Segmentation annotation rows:
>>
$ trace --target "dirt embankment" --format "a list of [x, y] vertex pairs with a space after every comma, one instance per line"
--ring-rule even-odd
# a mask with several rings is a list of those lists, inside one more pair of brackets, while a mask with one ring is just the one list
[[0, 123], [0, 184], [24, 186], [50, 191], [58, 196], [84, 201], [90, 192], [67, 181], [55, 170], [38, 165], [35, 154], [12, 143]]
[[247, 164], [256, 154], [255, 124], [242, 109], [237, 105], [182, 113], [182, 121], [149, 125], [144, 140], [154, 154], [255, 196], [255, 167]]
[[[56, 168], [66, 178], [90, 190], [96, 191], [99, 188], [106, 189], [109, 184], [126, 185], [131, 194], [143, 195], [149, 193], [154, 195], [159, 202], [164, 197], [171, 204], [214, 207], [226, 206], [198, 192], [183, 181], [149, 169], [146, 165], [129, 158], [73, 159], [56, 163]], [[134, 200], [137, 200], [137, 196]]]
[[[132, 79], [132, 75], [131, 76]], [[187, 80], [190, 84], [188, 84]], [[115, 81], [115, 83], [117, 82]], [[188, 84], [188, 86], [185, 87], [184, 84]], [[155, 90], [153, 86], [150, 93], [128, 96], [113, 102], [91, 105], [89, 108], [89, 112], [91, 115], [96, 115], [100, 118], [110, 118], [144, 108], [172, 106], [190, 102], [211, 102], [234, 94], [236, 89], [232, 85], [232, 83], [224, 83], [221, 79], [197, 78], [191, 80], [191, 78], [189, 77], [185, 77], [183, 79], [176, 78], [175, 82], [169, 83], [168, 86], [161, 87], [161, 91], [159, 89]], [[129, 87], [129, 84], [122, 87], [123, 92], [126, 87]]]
<<
» What you are asked to do: Write each line of the rows above as a JSON list of strings, one string per line, and leave out any blank lines.

» Solution:
[
  "$ trace --target \"dirt embankment\" --format \"a list of [x, y] vertex pairs with a space after every comma, one instance per line\"",
  "--ring-rule even-odd",
  "# a mask with several rings is a list of those lists, inside one more pair of brackets, while a mask with one ring is just the one list",
  "[[0, 123], [0, 184], [24, 186], [50, 191], [58, 196], [84, 201], [90, 192], [67, 181], [55, 170], [38, 165], [35, 154], [12, 143]]",
  "[[247, 164], [256, 154], [255, 124], [242, 109], [237, 105], [182, 113], [182, 121], [149, 125], [144, 140], [154, 154], [255, 196], [255, 167]]",
  "[[[56, 168], [66, 178], [90, 190], [96, 191], [99, 188], [106, 189], [109, 184], [126, 185], [131, 194], [143, 195], [149, 193], [154, 195], [159, 202], [164, 197], [171, 204], [214, 207], [226, 206], [198, 192], [183, 181], [149, 169], [146, 165], [129, 158], [73, 159], [56, 163]], [[134, 200], [137, 200], [137, 196]]]",
  "[[[132, 79], [132, 75], [131, 76]], [[187, 80], [190, 84], [188, 84]], [[115, 81], [115, 83], [117, 82]], [[188, 84], [188, 86], [185, 87], [184, 84]], [[155, 90], [153, 86], [150, 93], [128, 96], [113, 102], [91, 105], [89, 108], [89, 112], [91, 115], [96, 115], [100, 118], [110, 118], [144, 108], [172, 106], [190, 102], [211, 102], [234, 94], [236, 89], [232, 85], [232, 83], [224, 83], [221, 79], [197, 78], [191, 80], [191, 78], [189, 77], [185, 77], [183, 79], [176, 78], [175, 82], [169, 83], [168, 86], [161, 87], [161, 91], [159, 89]], [[129, 87], [129, 84], [122, 87], [123, 92], [126, 87]]]"
]